** Page text follows **

Downloading a file from a remote DFS server increases network traffic over a WAN (the amount of traffic is determined by the size of the file to be downloaded) and potentially increases the download time (the delay depends on bandwidth available to download the file). If these drawbacks are acceptable, especially if you anticipate that users download files only from the DFS servers in their own forest, then synchronizing site and subnet information might not be important.

Authentication Across Forests

When a user needs to authenticate to a resource in a different forest, the user’s computer or domain controller (depending on the authentication mechanism that is used) must contact a domain controller in the domain of the resource. Domain controller location is optimized by the closest site across forests only when identical site and subnet information is configured in Active Directory in both forests. However, if the traffic that is generated by authentication of the user does not cause significant delay, then it is not critical that a local domain controller be contacted.

Solution

The initial solution for mirroring site and subnet information is to create the same site and subnet objects in all forests. After these objects have been created, two methods can be used to ensure that site and subnet information is maintained identically in both forests:

• Use a directory data synchronization product (for example, Microsoft Identity Integration Server 2003) to synchronize the data when site and subnet information changes in one forest. This approach is characterized by a high level of automation and requires practically no administrator involvement after Microsoft Identity Integration Server 2003 configuration is in place. However, this approach is not acceptable in scenarios where service isolation is required (the service administrators in the destination forest do not trust the service administrators from the source forest).

** End of Page text **
** Information provided follows **

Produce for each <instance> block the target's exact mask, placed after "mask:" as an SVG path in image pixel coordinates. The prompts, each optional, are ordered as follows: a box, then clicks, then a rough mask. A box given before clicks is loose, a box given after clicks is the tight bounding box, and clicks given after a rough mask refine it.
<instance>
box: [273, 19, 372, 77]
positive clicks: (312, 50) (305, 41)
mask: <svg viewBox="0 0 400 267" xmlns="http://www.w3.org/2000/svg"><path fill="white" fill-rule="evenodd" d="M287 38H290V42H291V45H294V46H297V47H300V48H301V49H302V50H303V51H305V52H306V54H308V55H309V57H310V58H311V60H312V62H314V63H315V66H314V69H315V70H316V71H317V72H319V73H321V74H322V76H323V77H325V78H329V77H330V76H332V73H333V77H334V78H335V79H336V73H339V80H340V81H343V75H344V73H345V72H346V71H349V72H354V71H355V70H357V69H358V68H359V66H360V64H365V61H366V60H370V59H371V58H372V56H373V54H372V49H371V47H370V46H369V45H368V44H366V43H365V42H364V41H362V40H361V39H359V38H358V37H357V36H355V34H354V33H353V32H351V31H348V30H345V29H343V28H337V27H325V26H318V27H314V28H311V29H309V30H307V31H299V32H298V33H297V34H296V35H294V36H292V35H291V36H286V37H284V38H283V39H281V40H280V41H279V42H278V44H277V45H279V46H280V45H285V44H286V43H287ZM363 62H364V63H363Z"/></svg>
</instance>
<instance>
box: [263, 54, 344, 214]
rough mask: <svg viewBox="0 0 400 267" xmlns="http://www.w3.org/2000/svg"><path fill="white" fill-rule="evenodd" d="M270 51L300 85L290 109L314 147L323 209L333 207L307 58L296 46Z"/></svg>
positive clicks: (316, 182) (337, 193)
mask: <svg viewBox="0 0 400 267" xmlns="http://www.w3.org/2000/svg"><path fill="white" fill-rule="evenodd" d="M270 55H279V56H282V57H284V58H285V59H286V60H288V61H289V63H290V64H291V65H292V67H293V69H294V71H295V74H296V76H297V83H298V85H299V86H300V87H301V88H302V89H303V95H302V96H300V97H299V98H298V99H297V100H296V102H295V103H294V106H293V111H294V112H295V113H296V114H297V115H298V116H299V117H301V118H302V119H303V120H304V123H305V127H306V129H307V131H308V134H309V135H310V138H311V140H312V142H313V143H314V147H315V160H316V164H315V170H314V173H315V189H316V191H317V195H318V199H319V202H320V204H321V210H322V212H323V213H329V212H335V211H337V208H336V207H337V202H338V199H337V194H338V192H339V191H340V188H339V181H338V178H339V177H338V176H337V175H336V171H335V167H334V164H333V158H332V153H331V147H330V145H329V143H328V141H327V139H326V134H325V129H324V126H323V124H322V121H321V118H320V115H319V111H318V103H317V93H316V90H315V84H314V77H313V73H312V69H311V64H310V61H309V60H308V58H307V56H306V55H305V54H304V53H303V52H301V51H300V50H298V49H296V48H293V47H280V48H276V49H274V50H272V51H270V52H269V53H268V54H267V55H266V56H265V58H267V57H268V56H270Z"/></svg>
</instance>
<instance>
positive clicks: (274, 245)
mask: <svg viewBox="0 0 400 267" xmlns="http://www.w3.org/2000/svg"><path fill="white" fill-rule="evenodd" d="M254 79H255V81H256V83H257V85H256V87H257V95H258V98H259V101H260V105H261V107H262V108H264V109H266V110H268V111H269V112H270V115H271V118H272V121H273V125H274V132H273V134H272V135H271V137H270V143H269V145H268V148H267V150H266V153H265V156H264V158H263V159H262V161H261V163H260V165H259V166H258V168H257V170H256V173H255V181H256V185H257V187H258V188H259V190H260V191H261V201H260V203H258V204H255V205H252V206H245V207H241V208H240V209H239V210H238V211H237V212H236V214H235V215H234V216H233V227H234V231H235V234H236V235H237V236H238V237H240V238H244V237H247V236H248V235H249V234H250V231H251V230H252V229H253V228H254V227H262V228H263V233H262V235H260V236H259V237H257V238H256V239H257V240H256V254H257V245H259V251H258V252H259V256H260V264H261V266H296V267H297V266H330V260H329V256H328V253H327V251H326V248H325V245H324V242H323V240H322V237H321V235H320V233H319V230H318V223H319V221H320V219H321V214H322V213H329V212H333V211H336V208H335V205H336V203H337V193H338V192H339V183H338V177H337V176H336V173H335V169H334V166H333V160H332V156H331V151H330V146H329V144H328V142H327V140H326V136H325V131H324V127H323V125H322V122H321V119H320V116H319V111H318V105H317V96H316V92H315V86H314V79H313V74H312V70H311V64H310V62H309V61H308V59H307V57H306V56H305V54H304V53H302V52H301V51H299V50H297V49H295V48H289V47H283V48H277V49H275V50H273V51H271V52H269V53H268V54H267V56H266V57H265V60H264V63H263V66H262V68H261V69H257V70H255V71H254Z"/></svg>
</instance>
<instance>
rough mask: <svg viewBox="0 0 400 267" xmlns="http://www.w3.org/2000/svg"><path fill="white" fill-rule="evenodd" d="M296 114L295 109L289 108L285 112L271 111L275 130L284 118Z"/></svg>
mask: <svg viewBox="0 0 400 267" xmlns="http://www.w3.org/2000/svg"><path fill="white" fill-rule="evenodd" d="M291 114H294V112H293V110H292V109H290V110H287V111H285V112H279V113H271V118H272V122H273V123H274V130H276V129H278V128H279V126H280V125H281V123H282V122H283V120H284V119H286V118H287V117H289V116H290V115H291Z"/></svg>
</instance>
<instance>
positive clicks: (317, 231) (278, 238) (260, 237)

** End of Information provided **
** Information provided follows **

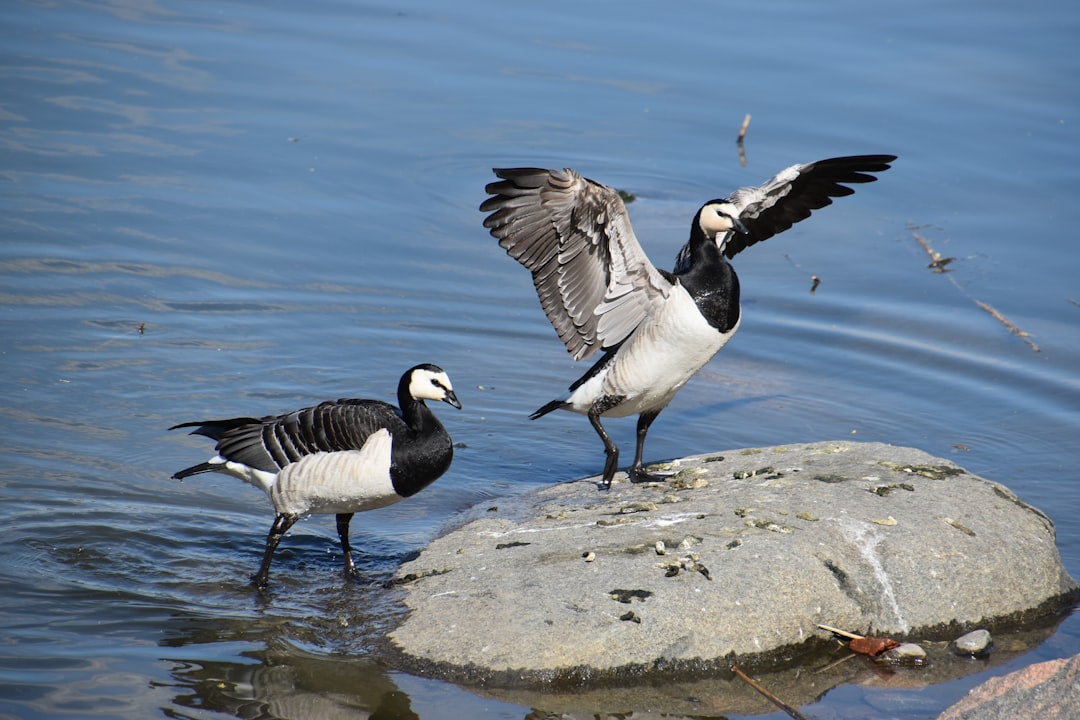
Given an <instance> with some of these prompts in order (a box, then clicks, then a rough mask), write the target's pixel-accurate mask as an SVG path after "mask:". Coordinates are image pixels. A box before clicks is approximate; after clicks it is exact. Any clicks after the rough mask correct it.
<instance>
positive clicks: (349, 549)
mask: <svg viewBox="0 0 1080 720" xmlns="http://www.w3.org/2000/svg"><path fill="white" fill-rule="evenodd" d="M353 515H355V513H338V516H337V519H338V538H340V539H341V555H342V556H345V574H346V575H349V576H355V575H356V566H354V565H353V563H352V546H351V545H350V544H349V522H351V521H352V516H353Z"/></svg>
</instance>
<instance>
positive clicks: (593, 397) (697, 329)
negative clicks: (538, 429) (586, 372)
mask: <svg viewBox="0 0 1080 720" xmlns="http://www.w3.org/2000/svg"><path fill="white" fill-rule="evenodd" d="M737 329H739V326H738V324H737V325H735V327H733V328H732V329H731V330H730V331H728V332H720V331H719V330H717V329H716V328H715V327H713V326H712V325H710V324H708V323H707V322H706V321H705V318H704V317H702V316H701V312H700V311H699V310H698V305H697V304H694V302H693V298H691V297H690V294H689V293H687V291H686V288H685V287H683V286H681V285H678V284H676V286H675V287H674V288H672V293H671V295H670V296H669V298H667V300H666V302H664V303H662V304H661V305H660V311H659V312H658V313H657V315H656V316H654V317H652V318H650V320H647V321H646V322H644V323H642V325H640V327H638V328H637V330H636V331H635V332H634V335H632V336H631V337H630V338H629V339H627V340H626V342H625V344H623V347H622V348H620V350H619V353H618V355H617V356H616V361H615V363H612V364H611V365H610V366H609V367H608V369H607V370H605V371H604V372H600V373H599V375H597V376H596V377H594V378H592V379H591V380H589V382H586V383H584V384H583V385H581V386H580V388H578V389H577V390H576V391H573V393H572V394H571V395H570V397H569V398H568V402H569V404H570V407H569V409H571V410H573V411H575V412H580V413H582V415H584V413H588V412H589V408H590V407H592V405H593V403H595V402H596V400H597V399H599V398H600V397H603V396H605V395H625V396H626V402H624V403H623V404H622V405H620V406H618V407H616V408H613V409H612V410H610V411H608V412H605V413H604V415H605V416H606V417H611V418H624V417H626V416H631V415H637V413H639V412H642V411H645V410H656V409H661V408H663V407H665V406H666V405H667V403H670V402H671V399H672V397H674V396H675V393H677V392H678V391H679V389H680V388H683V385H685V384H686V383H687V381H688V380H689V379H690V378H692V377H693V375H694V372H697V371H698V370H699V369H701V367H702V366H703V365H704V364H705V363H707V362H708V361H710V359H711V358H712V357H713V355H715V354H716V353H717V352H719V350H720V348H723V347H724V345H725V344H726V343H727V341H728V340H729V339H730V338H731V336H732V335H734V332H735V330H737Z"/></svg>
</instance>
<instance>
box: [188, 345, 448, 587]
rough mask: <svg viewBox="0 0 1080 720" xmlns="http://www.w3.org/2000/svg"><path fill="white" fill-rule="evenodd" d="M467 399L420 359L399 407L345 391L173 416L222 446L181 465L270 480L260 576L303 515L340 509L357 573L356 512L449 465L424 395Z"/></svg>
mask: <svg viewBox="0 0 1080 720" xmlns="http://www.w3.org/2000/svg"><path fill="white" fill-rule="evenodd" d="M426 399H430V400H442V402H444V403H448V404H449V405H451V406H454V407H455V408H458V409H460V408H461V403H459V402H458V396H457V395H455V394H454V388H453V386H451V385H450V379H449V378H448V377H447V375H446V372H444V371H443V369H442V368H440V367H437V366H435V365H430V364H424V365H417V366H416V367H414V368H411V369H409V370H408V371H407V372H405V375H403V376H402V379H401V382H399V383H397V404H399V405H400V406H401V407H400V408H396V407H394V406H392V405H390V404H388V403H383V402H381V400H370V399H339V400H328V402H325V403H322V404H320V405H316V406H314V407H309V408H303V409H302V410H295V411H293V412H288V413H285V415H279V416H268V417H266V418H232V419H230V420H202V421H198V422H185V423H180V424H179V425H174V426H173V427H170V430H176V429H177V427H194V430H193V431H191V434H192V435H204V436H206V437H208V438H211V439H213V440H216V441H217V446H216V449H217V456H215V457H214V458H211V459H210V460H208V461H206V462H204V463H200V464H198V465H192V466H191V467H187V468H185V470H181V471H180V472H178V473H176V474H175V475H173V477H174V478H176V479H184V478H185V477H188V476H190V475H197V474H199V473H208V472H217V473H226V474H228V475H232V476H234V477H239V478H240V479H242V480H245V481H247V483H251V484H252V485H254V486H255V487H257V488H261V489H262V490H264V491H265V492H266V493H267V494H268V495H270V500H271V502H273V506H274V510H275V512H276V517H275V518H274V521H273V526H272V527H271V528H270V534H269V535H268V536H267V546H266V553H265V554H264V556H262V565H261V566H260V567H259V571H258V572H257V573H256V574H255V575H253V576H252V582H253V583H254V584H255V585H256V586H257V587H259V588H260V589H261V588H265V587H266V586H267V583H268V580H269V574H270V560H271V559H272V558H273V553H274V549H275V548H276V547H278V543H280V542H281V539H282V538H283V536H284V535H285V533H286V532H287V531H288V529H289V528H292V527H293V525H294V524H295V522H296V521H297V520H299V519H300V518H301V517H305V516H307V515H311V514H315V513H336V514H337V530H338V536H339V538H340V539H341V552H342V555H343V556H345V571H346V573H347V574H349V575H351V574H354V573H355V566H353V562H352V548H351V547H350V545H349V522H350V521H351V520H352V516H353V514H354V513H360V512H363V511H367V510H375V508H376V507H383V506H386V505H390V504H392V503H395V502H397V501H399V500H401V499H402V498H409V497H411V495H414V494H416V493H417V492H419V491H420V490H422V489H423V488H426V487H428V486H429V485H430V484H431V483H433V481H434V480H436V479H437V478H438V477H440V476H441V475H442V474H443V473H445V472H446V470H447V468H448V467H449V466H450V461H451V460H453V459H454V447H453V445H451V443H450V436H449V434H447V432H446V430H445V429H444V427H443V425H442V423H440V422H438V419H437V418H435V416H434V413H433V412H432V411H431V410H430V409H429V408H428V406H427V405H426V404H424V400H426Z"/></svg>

** End of Information provided **

__Task instructions__
A) Answer these questions from the passage on site and subnet information across forests:
(i) What determines the amount of WAN traffic when a file is downloaded from a remote DFS server?
(ii) Under what condition is domain controller location optimized by the closest site across forests?
(iii) In what kind of scenario is using a directory data synchronization product not acceptable?
B) Carry on the passage on site and subnet information across forests from the point where it stops.
The data has no connection to the passage on site and subnet information across forests.

__Answers to the problems__
A)
(i) The size of the file to be downloaded.
(ii) Only when identical site and subnet information is configured in Active Directory in both forests.
(iii) Scenarios where service isolation is required, meaning the service administrators in the destination forest do not trust the service administrators from the source forest.

B)
• Establish a business process by which network administrators inform service administrators in each forest when site and subnet information changes, and the service administrators then update the information in their respective forests. This approach is most appropriate for the customers who have service isolation requirements for separate forests. However, this approach requires a high level of administrator overhead to create mirrored information in multiple forests.

Microsoft intends to issue a deployment guide that will describe the site and subnet objects and attributes that need to be synchronized to mirror network topology information.

Retrieving Application Data Across Forests

A rapidly growing family of applications is using Active Directory to store and retrieve application-specific data. Application architecture assumes that application-specific data is stored in a well-known (for service providers and consumers) Active Directory location that is populated by the service providers or administrators.

Issue

When clients of the service or application data need to obtain the data or locate the service, they perform a search against Active Directory and retrieve the data. Most clients assume that they are joined to the same forest as the service provider. In multiple forest deployments, this condition is not always true.

For example, service providers for service App1 are running on computers that are joined to Forest A and they register the information that enables clients to locate these service providers only in Forest A. In this case, if a client in Forest B queries Active Directory to discover a service provider for service App1, the query fails and the client cannot locate a service provider.

Clients do not always use the data stored in Active Directory to locate service providers. Sometimes a client or other service provider needs to retrieve data from Active Directory but does not need to locate any other service provider. The following solutions apply to both scenarios.

Solution

Two approaches can be used to give clients the ability to find information in Active Directory in a different forest:

• Deploy service providers in each forest.

• Synchronize the data across the forests.

Making a choice between the two approaches depends on the following requirements of the application:

• Load sharing.

• Discovery of the nearest service provider.

• Autonomy or isolation, or both (for security purposes).

Deploy Additional Service Providers

The following scenario describes a condition that requires deploying additional service providers on the basis of different application requirements.

Load requirements

If service providers that are deployed in one forest cannot sustain the load of requests from clients from multiple forests, then deploying additional service providers might be necessary. Deploying them in all individual forests eliminates a need to synchronize this application-specific data across the forests.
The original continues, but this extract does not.